-- MATERIAL PROVIDED follows --
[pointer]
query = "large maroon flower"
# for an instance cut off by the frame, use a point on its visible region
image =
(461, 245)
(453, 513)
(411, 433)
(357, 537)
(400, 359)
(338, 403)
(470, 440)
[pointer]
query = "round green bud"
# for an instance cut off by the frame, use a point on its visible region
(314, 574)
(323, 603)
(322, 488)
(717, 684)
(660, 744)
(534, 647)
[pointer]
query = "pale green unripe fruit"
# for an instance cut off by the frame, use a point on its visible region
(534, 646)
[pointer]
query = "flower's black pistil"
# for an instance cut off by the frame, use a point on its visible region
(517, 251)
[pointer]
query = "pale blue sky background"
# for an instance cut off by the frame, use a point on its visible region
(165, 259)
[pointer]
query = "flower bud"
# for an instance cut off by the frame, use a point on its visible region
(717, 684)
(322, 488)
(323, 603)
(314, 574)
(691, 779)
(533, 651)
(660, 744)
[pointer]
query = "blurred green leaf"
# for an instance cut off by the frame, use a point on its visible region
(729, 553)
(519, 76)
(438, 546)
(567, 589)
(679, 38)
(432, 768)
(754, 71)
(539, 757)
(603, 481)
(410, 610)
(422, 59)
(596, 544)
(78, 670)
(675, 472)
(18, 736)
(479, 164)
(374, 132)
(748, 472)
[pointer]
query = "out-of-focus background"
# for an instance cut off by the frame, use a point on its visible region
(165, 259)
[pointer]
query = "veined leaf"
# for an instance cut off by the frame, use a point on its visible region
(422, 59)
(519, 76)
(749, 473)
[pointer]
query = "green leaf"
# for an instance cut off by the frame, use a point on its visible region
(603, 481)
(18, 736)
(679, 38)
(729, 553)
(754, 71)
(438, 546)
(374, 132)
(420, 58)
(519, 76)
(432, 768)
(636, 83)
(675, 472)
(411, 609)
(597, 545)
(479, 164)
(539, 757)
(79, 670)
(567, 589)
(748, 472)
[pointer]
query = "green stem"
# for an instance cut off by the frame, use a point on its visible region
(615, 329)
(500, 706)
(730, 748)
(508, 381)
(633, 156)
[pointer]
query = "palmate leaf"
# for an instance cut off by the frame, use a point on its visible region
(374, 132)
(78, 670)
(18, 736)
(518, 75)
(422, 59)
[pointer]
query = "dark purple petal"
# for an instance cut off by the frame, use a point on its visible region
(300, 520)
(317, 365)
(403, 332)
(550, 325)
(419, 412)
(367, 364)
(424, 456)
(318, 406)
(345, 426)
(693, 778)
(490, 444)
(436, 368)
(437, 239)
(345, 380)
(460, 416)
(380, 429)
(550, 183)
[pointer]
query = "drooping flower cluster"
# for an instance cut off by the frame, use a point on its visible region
-- MATERIAL PROVIDED concluded --
Reproduce each line in the listing above that mentions the string "flower".

query = "large maroon flower"
query = "flower's black pistil"
query = "flower bud"
query = "drooping flower cluster"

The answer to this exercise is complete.